Take the line that contains "# test: pointer drops one pin on the person's hand, once" as the first line and the final line of the records as the last; return exactly those lines and the lines between.

>> BEGIN RECORDS SUPPLIED

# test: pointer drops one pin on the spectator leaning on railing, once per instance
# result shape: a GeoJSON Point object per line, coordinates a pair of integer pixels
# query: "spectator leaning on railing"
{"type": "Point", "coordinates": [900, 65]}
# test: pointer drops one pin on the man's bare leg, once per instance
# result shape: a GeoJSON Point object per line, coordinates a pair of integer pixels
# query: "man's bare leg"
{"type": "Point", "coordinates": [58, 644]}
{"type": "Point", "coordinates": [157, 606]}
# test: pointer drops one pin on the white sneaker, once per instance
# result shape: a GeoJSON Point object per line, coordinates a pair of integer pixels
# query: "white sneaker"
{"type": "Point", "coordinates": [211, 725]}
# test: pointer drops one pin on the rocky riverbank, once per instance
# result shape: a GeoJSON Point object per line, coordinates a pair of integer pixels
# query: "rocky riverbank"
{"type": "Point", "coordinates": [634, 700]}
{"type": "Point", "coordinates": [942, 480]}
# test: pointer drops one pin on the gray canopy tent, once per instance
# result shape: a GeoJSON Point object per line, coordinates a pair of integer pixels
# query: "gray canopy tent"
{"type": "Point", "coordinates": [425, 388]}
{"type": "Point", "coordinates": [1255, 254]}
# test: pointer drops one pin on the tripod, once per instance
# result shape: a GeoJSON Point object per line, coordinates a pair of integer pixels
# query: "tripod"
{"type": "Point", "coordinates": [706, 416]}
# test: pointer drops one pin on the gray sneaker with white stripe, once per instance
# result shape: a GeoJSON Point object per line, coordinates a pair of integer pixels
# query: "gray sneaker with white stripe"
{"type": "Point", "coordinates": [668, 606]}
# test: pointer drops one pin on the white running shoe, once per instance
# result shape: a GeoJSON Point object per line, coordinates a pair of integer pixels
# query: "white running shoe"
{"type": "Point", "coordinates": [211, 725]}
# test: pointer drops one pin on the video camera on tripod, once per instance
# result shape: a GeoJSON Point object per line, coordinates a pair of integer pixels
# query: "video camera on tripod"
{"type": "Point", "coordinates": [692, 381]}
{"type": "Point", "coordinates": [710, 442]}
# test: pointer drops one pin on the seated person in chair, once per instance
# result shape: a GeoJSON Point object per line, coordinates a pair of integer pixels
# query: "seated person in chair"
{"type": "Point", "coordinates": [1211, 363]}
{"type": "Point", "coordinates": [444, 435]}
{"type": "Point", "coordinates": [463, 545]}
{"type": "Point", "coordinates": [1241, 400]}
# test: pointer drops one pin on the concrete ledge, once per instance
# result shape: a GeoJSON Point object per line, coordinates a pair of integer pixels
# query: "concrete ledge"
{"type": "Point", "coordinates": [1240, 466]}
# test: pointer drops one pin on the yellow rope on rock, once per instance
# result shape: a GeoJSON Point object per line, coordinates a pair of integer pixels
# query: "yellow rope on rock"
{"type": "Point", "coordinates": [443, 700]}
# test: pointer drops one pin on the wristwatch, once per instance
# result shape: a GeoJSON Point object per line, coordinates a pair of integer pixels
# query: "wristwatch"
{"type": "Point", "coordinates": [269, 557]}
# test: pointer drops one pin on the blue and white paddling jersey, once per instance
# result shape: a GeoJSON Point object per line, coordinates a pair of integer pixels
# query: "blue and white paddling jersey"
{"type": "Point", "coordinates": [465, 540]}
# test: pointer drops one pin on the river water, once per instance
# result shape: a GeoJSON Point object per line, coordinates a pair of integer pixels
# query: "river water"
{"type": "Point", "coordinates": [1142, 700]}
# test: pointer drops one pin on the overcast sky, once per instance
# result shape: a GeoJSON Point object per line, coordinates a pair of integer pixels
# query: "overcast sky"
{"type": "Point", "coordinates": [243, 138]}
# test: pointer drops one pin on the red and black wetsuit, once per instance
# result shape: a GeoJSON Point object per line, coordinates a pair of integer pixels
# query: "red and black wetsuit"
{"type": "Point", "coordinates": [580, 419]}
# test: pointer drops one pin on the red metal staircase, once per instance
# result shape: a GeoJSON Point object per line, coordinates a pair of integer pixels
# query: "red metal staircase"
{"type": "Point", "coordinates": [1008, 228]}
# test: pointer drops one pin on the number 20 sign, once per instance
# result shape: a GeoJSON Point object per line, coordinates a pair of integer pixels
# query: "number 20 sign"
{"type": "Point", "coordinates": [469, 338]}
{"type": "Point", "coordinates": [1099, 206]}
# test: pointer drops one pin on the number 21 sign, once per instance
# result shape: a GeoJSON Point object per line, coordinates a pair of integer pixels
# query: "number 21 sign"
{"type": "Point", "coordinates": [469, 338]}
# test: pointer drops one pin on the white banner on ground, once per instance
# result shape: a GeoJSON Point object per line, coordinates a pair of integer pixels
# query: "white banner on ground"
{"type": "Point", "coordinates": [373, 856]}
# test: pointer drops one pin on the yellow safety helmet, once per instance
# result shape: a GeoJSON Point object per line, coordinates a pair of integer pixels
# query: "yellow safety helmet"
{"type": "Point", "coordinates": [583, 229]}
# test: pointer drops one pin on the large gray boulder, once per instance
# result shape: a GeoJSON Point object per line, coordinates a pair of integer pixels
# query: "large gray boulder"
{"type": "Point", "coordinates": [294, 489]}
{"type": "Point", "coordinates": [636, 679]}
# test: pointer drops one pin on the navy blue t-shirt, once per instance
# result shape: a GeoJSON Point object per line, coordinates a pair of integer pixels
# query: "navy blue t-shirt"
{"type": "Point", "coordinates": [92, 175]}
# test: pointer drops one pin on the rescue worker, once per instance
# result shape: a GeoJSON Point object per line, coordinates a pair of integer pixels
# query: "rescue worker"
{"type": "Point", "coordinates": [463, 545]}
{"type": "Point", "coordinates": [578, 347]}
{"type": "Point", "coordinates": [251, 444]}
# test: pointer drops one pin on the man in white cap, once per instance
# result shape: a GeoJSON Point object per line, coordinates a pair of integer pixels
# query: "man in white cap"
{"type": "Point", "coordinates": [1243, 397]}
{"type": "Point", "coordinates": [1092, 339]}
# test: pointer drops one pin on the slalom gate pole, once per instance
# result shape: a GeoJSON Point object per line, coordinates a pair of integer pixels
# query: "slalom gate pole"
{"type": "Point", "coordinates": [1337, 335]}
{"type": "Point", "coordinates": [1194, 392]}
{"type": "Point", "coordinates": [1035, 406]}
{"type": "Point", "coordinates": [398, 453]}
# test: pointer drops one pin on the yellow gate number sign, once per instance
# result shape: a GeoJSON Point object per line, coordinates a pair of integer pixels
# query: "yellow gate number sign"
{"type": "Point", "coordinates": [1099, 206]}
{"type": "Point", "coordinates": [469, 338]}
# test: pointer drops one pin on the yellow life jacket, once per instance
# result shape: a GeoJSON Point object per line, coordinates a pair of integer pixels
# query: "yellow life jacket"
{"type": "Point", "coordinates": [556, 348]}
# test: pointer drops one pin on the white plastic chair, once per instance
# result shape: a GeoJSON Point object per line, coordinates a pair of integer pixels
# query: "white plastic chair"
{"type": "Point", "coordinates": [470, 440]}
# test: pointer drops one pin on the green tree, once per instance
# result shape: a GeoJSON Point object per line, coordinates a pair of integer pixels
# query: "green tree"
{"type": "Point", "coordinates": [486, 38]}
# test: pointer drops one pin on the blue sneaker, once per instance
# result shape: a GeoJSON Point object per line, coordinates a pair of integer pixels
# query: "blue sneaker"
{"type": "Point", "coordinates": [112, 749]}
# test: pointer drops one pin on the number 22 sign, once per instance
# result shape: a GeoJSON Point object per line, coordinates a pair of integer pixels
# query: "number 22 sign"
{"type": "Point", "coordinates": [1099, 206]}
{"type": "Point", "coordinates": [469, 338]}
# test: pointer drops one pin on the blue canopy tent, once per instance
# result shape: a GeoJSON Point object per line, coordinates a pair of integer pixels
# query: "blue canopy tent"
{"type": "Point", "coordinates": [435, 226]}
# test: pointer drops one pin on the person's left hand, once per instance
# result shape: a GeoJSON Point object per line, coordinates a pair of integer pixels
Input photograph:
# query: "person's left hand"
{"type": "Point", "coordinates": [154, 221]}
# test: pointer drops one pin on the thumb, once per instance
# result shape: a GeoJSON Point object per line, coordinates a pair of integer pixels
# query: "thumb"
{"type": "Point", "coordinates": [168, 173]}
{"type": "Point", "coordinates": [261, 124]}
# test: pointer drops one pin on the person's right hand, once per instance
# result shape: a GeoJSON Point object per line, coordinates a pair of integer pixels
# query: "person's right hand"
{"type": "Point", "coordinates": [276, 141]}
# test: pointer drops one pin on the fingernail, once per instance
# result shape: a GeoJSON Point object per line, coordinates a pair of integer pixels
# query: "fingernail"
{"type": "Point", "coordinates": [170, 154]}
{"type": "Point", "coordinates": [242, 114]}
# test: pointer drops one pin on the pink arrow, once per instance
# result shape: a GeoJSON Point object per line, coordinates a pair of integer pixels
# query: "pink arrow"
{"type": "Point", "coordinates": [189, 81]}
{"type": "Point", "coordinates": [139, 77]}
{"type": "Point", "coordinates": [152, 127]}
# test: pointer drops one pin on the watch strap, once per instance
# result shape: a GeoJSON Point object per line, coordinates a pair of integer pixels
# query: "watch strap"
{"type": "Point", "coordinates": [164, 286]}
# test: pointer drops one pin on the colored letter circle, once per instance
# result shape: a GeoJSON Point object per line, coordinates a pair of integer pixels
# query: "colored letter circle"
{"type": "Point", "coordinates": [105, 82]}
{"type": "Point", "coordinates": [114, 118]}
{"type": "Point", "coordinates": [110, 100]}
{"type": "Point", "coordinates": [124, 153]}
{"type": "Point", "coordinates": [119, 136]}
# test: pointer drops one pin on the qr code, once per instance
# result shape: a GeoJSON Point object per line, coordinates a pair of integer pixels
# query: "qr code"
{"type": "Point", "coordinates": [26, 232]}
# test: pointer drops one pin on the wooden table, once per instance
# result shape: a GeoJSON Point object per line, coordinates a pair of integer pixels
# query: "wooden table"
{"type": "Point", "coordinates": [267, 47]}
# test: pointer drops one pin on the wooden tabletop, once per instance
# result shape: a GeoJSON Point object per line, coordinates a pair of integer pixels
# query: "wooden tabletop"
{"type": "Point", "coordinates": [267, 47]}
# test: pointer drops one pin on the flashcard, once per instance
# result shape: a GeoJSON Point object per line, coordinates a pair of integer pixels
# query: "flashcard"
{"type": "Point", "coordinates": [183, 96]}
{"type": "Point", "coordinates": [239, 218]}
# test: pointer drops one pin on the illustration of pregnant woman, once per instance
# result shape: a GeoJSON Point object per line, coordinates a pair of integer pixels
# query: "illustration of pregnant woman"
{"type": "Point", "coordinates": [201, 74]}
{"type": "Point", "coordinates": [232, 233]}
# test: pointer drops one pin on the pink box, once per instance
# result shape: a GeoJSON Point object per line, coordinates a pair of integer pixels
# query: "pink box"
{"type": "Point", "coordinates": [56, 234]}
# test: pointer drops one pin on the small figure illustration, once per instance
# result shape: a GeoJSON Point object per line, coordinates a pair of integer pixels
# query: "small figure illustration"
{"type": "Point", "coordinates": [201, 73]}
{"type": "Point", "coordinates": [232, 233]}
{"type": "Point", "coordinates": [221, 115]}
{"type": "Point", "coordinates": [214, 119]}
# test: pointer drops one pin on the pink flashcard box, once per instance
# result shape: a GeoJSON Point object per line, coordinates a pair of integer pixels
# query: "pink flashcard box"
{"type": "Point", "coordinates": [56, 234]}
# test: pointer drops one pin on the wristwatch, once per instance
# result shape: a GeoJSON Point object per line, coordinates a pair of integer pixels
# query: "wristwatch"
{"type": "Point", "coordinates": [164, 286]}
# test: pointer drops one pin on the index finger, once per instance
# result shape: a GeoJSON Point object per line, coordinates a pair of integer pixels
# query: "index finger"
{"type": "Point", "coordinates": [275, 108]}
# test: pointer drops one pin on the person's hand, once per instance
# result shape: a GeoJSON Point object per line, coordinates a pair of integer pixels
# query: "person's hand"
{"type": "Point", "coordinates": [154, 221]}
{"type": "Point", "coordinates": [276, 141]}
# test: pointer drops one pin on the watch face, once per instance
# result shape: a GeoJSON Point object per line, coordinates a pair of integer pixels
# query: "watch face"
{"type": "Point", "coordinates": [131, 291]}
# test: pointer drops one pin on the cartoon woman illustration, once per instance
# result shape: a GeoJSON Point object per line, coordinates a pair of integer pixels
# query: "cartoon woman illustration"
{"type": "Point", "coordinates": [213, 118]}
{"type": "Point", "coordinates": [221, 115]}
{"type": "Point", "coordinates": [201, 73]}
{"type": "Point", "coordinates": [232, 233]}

>> END RECORDS SUPPLIED

● EXERCISE SOLUTION
# test: pointer drops one pin on the person's hand, once per instance
# result shape: a GeoJSON Point object per line, coordinates a pair of integer pixels
# query: "person's hand"
{"type": "Point", "coordinates": [154, 221]}
{"type": "Point", "coordinates": [276, 141]}
# test: pointer drops one pin on the watch face, once per instance
# result shape: a GeoJSON Point object per line, coordinates a pair of integer pixels
# query: "watch face"
{"type": "Point", "coordinates": [131, 291]}
# test: pointer drops one pin on the cartoon woman illustration, once per instance
# result shape: a GeoJSON Point object per line, coordinates a pair of integer pixels
# query: "cartoon woman illustration"
{"type": "Point", "coordinates": [213, 118]}
{"type": "Point", "coordinates": [221, 115]}
{"type": "Point", "coordinates": [201, 73]}
{"type": "Point", "coordinates": [232, 233]}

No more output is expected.